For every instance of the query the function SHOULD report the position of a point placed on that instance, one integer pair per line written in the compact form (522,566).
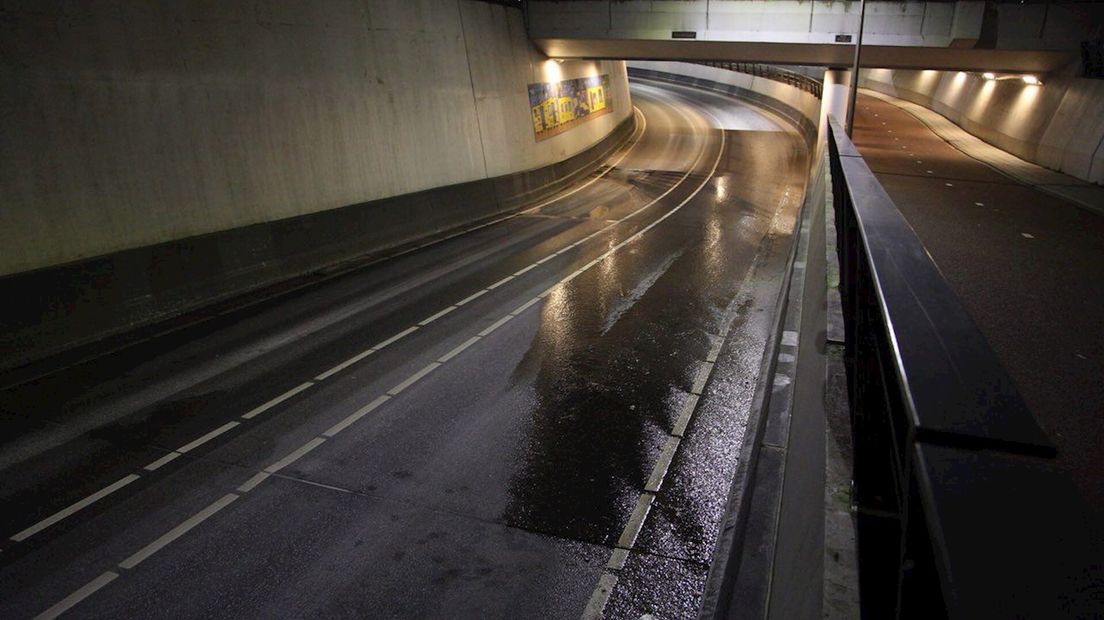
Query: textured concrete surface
(1028,266)
(133,124)
(459,431)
________________________________________
- PROBLEM TO WORK ON -
Repeat each line of the records exactly, dropping the pictures.

- RESPONSE -
For every instance of the query the function SHOULD report the position of a point placed on that instance, one integer pair per line written in the compact form (522,566).
Query: textured concrete surface
(1028,266)
(133,124)
(459,431)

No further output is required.